# Braided shock leader



## pipe (Nov 10, 2009)

I doubt that 30ft of 50lb mono has a great deal of stretch or elasticity.I think most of the shock of casting a weight or lure is absorbed by the bending of the rod.So,here is today's dumb question.
Why not use braid as a shock leader?
John


----------



## notso (Jul 18, 2005)

a few reasons.
1) Abrasion resistance
2) Cutting your hand when handling a big fish in the wash
3) Fearing the wrath of other anglers when fishing in a crowd.
4) I personally have had more trouble w/ breakoffs in braid than mono (most likely due to abrasion)


----------



## Hawk (Feb 19, 2004)

*Guarantee..........*

#50 mono has more stretch than you think, and most definitely more than braid.
If you are surf casting, you don't need 30' of #50 shock leader. 4-5 wraps around the spool with your drop is plenty. Braid has no stretch, therefore not much help in shock absorption.


----------



## CarolinaNemo (Dec 11, 2008)

This is a good can of worms to open . I think a braid CASTING leader is fine. If you are worried about abrasion resistance or cutting your hand, bump up in weight til you get the diameter you need. I would think that most casts are a smooth steady motion, thus not imparting a lot of "shock" to the line. Rather, you just need line strong enough to handle the cast or a mishap during casting to prevent your weight from breaking off and hitting someone or something, right?


----------



## OBX Jay (Sep 3, 2007)

Hawk said:


> #50 mono has more stretch than you think, and most definitely more than braid.

Given problem >>
Decide whether each statement agrees with the braided shock leader thread, answering yes or no and quoting the words of the thread that settle it. (a) One reply gives abrasion resistance as a reason against braid as a shock leader. (b) One reply says a surf caster needs 30 feet of #50 shock leader. (c) One reply advises going up in line weight to reach the needed diameter if cutting your hand is a concern.

Data shown >>
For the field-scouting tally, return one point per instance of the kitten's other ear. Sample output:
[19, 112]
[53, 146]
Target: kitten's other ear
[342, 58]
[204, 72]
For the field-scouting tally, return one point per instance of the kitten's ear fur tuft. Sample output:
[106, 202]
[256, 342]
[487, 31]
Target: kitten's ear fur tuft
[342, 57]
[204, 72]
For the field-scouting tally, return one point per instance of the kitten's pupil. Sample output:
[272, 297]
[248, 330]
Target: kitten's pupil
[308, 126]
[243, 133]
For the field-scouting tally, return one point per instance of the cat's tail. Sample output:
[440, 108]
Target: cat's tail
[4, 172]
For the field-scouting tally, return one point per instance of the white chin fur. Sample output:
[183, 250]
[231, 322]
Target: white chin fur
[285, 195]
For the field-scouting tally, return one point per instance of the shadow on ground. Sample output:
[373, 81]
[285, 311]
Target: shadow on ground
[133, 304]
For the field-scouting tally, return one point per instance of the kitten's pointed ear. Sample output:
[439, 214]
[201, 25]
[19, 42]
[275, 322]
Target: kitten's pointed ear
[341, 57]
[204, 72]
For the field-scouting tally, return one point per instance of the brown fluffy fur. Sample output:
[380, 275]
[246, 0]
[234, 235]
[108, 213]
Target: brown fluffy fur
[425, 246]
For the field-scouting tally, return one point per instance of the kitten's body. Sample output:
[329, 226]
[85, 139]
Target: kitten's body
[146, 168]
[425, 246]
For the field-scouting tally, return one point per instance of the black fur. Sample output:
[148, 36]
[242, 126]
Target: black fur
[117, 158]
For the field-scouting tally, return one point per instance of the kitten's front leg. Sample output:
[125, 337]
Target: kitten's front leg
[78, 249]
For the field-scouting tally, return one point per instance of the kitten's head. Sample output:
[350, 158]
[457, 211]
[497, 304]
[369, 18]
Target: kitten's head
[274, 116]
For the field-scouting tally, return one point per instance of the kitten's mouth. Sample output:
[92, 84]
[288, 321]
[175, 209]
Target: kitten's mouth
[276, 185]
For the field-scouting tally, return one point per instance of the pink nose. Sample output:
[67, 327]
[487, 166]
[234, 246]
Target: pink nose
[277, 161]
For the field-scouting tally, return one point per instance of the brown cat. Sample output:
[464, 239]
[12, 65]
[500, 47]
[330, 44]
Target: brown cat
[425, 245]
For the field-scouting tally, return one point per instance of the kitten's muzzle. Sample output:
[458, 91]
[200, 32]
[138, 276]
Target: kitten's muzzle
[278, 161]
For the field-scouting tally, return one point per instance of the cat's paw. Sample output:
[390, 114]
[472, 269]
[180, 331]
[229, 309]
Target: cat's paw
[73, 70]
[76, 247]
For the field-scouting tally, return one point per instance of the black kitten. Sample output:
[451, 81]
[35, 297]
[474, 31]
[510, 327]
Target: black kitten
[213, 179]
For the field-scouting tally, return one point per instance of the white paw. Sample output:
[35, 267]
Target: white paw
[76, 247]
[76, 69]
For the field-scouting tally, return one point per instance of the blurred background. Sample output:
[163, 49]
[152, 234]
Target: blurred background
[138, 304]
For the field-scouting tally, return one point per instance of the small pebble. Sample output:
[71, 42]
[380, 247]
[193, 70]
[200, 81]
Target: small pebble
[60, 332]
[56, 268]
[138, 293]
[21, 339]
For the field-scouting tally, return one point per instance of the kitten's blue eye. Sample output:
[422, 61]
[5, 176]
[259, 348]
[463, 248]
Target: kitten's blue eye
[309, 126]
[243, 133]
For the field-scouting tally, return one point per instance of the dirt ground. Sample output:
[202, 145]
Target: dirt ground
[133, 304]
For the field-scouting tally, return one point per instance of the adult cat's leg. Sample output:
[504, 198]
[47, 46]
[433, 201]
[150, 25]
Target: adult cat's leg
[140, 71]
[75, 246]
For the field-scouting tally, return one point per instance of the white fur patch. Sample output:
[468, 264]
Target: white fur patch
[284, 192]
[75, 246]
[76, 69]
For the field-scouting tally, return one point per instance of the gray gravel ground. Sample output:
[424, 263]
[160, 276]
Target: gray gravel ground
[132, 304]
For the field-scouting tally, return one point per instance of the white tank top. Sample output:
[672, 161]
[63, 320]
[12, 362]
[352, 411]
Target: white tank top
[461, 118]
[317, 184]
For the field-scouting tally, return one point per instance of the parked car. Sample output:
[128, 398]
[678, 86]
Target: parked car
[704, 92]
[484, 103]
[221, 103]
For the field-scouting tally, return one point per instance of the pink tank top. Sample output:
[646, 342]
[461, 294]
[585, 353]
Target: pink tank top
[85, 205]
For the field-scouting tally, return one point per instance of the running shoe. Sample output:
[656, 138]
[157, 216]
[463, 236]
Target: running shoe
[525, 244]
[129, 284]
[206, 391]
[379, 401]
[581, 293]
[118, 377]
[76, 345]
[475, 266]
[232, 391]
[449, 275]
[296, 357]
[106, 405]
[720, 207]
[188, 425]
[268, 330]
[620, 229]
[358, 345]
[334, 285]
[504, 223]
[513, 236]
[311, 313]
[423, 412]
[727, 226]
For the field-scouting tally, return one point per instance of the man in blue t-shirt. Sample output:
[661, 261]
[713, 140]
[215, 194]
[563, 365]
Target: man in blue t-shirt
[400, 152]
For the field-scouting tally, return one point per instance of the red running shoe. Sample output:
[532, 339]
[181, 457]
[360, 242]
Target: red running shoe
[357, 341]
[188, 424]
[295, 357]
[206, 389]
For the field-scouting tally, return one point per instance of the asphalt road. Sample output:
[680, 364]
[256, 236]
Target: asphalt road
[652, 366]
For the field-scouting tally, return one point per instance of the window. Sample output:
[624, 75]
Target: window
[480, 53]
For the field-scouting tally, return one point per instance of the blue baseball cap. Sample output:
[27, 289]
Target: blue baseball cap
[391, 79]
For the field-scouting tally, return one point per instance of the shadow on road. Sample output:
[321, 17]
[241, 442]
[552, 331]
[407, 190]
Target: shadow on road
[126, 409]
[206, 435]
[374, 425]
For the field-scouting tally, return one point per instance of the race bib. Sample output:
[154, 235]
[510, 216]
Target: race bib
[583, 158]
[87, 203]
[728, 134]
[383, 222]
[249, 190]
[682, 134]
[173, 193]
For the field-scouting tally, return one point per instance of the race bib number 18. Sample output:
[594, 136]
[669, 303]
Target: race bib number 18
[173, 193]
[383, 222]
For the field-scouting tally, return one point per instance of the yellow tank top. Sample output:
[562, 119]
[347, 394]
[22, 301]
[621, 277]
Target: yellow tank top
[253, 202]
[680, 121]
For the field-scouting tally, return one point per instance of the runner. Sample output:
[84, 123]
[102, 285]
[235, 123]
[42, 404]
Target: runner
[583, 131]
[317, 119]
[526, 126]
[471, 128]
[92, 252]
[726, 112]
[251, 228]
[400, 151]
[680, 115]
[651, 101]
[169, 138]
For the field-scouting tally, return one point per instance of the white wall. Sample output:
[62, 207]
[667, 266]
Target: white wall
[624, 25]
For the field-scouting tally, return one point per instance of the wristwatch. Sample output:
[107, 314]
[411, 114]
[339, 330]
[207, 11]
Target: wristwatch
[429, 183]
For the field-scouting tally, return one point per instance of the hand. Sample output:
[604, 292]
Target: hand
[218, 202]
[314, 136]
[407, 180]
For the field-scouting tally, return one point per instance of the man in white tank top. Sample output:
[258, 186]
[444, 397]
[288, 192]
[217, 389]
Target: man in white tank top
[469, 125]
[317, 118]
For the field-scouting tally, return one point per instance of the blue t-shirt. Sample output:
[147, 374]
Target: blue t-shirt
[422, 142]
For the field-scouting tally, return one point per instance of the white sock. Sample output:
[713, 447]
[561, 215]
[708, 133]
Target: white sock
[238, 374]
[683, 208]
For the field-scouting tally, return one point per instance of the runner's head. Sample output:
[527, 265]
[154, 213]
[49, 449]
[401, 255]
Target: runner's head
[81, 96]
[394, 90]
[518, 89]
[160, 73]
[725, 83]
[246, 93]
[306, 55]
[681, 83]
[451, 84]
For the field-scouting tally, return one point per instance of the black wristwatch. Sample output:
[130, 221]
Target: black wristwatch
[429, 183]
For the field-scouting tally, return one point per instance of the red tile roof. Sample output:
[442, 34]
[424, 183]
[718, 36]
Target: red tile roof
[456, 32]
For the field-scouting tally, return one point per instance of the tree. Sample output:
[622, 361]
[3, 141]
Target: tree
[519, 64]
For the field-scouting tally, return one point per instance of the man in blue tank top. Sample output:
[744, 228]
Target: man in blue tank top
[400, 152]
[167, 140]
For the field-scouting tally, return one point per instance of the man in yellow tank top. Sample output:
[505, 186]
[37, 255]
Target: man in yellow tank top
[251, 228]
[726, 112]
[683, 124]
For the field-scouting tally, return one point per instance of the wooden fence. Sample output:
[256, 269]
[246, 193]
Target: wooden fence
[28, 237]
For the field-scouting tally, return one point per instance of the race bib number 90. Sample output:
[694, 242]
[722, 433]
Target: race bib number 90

Solution to this task >>
(a) Yes: "1) Abrasion resistance"
(b) No: "If you are surf casting, you don't need 30' of #50 shock leader."
(c) Yes: "If you are worried about abrasion resistance or cutting your hand, bump up in weight til you get the diameter you need."